27 January 2009

I don't know if they're using an ESB, but they should be.

Meebo.com's a very novel little Ajax-oriented IM client. It's acheived some stunning success, all very well deserved. Recently (a few weeks ago), I noticed Meebo.com has added support for talking to Facebook as well as MySpace users via their presence-aware messaging feature ("Instant Messaging"). This means that they're exposing connectivity with services provided by the platform. They built their previou lot of IM connectivity/functionality using a concurrency-friendly version of libpurple (This article on Meebo on WikiPedia metnions that, and so does these two from Meebo's Blog). libpurple is the library behind the ubiquitous F/OSS Pidgin (formerly, GAIM). Essentially, it knows how to speak/receive messages from all sorts of IM protocols/platforms.

I want to take this opportunity to imagine their architecture a little bit, and explore it as an ideal candidate for an ESB-based solution. Architecting an application like that requires some of the features that an ESB best provides: messaging, routing, transformation.

The messaging quality I attribute to their natural requirement to send and receive messages. Their application has endpoints that know how to "receive" messages and endpoints that know how to "send" messages. That these endpoints are written on top of libpurple or on top of the Facebook Chat and MySpace IM API's is irrelevant.

Naturally, Meebo needs to provide routing. It wouldn't be kosher if you sent a message to Fred, and a complete stranger Wilma got it!

Finally, Meebo must provide support for transformation - I can only imagine - if for no other reason than that's a requirement in the Canonical Data Model Pattern, which describes integration across many disparate endpoints made possible by reducing the permuations of connective channels. This is feasible by having all endpoints "adapted" into a normalized message format. All channels to and from those endpoints undertand this format. This makes adding a new endpoint as simple as adding an adapter from its format to the normalized system format. Thus, for Meebo, it is imperative that for any messages being passed from point to point, the message model itself is normalized and then pased on to a channel bound for an adapter. This avoids "architectural spaghetti!"

• **RECORDS PROVIDED**:

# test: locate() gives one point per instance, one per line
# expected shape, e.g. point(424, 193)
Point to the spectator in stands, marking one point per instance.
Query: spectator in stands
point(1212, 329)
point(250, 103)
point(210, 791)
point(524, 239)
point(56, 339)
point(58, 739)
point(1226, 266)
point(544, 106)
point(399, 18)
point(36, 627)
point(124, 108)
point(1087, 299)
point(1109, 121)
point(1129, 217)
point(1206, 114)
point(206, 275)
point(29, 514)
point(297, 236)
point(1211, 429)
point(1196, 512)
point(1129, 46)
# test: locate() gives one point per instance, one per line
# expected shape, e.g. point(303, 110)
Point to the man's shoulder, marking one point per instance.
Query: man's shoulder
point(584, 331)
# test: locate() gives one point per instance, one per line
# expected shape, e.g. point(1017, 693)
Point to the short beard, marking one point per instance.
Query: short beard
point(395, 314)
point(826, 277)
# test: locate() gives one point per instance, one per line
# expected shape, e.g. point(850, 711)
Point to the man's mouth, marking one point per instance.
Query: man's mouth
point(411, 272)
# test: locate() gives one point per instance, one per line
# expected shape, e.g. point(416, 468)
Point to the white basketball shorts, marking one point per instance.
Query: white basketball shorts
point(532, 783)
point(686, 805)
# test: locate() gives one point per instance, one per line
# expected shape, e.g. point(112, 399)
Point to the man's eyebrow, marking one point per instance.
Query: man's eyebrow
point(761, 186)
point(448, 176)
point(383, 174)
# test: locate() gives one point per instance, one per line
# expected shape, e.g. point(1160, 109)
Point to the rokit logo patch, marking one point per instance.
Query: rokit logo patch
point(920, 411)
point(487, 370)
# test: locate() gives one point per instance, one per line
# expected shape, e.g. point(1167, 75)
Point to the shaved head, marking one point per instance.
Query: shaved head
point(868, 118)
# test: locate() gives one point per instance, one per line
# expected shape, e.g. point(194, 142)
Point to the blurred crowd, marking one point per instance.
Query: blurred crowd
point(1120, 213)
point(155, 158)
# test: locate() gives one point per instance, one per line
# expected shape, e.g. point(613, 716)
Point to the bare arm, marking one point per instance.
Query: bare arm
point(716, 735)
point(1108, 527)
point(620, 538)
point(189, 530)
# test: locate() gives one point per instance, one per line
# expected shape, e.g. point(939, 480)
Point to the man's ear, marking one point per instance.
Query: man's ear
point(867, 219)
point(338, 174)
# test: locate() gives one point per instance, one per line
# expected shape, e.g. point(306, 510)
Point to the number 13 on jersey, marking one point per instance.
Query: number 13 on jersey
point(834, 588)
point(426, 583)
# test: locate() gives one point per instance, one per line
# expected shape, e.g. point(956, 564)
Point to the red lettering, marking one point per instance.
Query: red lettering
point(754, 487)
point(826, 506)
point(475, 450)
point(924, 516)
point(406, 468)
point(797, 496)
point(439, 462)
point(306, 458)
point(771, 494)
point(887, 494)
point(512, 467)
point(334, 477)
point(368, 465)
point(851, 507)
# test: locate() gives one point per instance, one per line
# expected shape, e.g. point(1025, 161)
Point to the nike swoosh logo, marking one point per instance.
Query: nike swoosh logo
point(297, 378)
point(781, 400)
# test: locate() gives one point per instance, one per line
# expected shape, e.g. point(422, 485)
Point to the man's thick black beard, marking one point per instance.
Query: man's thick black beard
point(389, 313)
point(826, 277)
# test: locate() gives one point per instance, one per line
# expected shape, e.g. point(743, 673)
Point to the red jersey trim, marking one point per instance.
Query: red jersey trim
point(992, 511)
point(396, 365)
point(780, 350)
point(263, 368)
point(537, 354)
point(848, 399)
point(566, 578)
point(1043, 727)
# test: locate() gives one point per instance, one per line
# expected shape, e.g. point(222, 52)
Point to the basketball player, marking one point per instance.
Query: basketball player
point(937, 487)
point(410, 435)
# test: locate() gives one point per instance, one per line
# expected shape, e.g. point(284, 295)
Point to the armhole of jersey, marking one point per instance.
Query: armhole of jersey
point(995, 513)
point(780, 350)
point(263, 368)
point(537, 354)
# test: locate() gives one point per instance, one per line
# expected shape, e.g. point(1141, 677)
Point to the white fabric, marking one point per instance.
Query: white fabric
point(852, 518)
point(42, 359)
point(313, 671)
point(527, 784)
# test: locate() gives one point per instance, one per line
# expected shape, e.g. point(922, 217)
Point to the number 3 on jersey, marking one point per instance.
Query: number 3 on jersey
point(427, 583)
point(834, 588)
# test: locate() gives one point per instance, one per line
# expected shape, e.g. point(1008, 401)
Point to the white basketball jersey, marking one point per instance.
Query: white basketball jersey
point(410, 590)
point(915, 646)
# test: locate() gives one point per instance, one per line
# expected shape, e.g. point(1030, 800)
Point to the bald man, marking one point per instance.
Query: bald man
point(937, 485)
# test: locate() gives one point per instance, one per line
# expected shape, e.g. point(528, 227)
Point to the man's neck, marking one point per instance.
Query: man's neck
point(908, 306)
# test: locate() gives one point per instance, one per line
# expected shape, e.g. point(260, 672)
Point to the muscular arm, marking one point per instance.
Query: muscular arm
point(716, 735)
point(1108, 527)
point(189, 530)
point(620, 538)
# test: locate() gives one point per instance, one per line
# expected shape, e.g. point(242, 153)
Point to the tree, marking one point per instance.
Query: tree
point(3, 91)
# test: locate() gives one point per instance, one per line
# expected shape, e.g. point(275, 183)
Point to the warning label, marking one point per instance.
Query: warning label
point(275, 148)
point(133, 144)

• **REQUESTS**:
A: From the post about Meebo, answer the following:
(i) Which two services has Meebo.com recently added support for talking to?
(ii) What three features does the author say an ESB best provides for architecting such an application?
(iii) Which pattern does the author name as a reason transformation is required?
B: Can you print the part of the post about Meebo that opens with the words containing "I want to take" and closes with "messaging, routing, transformation."?

• **SOLUTIONS FOR EACH TASK**:
A:
(i) Facebook and MySpace
(ii) Messaging, routing, and transformation
(iii) The Canonical Data Model Pattern

B:
I want to take this opportunity to imagine their architecture a little bit, and explore it as an ideal candidate for an ESB-based solution. Architecting an application like that requires some of the features that an ESB best provides: messaging, routing, transformation.